- Coordinate annotation records -

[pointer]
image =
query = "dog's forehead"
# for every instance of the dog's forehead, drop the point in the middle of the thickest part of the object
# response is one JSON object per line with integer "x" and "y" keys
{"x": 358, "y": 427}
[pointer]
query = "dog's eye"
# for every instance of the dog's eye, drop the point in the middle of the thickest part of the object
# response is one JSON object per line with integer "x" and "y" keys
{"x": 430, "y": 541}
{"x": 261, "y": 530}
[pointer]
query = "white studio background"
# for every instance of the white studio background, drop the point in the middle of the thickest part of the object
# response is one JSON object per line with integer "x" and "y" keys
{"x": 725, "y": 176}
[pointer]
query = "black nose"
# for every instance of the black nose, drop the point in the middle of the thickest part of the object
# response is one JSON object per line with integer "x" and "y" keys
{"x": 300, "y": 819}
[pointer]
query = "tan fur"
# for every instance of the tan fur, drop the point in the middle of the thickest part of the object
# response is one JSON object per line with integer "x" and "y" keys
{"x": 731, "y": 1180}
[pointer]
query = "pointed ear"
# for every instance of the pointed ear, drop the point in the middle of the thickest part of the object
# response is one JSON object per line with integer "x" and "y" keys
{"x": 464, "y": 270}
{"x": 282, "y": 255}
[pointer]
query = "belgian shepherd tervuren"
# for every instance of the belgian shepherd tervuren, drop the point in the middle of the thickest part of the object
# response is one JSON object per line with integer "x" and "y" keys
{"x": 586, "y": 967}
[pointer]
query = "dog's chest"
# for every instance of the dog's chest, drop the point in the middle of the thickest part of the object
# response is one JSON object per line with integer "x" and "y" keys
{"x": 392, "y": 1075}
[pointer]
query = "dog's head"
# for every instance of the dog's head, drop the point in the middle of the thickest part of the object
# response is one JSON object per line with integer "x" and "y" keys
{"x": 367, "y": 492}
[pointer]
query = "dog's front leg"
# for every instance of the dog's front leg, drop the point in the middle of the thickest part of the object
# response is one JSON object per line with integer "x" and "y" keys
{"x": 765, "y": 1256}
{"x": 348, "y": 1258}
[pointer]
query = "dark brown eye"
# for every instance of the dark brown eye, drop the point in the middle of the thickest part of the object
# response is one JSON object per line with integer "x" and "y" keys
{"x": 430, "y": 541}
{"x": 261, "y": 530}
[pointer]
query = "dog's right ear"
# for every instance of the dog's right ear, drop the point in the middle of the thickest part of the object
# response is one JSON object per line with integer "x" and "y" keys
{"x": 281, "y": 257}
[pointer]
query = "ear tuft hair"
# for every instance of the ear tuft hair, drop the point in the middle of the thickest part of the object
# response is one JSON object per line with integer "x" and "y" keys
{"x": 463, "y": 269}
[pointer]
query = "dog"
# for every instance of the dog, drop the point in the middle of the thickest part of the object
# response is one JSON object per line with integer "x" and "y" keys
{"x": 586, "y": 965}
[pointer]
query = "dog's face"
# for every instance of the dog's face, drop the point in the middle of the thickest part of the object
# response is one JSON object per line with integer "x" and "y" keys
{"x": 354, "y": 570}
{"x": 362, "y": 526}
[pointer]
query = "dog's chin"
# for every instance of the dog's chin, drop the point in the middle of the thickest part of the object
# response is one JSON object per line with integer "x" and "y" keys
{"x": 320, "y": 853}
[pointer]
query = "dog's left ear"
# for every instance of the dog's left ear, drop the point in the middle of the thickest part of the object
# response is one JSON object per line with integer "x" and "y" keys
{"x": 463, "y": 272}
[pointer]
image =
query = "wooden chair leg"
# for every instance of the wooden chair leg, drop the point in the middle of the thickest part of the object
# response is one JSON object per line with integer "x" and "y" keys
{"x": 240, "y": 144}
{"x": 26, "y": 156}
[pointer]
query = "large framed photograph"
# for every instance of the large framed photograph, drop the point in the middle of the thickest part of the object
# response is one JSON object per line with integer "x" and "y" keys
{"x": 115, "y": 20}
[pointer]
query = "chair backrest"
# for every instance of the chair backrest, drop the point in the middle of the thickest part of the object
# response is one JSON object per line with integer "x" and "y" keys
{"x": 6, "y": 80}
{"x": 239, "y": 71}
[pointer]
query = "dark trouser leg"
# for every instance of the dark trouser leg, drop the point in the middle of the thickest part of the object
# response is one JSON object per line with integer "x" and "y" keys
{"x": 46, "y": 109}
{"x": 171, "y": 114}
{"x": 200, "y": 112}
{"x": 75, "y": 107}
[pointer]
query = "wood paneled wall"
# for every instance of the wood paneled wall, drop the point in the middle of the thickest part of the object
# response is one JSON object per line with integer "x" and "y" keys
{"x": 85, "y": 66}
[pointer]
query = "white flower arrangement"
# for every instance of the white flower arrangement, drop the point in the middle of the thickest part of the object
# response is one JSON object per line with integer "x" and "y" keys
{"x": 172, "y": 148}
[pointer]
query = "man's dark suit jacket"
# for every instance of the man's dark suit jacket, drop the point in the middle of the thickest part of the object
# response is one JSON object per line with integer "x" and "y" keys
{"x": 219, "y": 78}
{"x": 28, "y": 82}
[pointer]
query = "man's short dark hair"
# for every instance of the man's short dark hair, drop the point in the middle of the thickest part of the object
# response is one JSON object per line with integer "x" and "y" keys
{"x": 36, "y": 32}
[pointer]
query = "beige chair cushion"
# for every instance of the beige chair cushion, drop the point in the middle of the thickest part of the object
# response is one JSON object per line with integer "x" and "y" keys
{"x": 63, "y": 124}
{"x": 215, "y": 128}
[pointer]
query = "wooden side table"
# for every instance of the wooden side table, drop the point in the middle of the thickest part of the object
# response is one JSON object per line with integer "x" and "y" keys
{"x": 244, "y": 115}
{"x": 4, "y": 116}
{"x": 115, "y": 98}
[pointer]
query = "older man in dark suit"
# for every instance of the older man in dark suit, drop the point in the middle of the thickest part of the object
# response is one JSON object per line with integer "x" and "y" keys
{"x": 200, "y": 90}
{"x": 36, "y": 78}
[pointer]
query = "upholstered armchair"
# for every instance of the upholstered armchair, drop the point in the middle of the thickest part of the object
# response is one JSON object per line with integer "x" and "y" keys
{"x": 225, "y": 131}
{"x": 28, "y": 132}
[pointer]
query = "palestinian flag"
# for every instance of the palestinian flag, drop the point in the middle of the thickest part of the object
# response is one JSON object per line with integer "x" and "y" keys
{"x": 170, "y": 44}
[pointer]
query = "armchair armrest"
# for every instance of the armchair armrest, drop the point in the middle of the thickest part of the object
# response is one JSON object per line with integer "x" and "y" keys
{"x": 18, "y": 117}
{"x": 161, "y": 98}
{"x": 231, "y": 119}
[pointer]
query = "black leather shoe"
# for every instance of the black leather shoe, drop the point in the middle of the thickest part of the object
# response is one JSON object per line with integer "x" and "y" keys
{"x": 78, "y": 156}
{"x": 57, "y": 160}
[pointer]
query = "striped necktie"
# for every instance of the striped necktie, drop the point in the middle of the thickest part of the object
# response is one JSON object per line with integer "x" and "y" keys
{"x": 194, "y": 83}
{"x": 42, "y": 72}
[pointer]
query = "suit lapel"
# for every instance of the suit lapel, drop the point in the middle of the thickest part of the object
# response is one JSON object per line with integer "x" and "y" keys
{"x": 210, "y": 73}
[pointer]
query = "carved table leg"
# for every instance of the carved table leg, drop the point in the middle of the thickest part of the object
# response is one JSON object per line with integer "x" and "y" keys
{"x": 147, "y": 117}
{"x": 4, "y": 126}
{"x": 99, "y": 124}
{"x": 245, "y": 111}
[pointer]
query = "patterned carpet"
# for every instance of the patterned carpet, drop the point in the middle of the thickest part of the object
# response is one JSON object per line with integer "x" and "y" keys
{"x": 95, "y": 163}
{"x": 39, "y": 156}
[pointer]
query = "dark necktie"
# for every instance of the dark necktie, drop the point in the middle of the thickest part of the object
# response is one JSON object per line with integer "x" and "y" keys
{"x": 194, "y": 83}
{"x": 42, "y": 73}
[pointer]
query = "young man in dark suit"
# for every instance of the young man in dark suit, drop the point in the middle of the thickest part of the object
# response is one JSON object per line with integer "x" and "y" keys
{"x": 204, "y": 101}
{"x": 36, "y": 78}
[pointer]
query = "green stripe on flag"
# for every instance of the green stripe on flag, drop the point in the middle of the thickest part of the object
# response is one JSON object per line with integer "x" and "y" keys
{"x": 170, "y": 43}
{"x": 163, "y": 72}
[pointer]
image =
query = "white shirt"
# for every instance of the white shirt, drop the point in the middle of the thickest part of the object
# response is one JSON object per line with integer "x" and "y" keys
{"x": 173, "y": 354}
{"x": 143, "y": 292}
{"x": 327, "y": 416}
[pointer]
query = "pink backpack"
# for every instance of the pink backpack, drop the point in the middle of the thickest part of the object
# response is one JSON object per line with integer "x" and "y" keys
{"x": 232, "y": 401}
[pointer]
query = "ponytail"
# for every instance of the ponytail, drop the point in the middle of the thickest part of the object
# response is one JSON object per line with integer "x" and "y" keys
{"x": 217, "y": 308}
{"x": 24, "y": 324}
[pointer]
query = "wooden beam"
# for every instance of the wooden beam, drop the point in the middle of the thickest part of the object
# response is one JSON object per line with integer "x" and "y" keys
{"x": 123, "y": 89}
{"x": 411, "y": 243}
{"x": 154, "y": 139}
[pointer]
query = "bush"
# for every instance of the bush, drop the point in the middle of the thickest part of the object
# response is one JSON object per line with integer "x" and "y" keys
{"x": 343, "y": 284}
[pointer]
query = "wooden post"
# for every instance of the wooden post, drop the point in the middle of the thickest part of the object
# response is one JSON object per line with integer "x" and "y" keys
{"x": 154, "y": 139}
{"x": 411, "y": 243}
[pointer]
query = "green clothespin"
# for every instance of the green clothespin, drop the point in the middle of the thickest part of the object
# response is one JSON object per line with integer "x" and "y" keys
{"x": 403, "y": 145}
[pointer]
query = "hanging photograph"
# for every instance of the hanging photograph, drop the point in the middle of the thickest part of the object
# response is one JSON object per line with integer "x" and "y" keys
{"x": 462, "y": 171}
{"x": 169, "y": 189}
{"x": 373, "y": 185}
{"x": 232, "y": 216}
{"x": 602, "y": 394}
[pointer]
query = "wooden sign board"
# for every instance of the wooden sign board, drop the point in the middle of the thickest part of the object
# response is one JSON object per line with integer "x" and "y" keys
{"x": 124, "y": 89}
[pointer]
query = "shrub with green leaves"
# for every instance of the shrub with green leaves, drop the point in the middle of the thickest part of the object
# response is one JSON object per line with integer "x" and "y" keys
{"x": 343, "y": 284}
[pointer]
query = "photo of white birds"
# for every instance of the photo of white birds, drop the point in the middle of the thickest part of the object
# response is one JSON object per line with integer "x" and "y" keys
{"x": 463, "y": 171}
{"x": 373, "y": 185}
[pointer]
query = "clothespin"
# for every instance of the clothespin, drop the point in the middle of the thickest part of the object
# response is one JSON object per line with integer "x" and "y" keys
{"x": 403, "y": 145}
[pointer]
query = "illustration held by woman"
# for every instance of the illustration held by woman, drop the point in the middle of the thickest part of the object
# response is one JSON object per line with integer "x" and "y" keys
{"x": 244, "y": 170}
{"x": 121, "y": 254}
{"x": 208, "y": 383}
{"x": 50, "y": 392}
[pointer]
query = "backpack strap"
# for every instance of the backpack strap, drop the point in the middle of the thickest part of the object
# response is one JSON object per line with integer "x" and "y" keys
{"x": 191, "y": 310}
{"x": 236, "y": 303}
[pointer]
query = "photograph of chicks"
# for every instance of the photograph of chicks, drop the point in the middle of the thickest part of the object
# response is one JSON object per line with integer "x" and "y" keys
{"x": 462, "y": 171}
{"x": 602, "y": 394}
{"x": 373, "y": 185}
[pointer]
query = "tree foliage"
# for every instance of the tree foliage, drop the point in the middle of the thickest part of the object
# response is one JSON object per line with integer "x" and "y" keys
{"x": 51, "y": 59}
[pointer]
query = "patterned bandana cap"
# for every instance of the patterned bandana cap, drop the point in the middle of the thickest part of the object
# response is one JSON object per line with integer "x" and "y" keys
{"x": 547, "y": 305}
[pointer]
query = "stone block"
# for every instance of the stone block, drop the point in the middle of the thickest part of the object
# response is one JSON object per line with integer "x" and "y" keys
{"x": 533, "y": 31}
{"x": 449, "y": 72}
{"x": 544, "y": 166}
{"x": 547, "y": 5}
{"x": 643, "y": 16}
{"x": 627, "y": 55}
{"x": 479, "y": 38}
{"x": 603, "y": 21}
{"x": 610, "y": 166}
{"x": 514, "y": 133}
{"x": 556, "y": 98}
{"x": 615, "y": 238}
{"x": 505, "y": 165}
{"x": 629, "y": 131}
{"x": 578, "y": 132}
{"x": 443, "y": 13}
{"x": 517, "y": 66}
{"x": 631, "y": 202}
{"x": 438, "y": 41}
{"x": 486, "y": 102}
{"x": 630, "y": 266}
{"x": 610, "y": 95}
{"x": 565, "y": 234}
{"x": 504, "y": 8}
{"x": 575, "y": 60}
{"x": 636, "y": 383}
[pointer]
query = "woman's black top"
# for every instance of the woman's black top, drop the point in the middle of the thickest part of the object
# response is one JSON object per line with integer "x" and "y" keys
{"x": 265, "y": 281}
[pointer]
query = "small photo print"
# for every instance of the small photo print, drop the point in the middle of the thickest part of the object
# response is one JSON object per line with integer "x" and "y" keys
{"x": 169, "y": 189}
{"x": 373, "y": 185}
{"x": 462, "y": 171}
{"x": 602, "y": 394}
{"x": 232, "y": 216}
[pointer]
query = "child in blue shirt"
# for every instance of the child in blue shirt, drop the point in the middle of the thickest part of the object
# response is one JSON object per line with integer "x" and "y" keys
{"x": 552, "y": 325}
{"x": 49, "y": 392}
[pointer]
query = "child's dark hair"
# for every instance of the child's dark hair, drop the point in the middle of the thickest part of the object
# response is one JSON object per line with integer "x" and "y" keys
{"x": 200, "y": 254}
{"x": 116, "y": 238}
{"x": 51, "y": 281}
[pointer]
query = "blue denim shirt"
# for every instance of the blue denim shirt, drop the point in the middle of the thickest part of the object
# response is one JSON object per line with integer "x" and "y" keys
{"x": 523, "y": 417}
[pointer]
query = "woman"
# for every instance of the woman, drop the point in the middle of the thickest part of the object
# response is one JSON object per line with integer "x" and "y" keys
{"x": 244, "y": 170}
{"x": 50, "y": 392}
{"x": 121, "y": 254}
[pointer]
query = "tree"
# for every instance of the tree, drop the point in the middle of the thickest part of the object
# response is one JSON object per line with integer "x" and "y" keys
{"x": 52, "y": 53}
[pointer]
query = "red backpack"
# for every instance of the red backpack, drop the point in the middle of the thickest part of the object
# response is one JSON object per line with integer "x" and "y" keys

- Given exercise -
Show every line of the records above that contains the string "nose", treating uppercase and lowercase as different.

- Answer to this problem -
query = "black nose"
# for every instance of the black nose, drop the point in the middle of the thickest part of the object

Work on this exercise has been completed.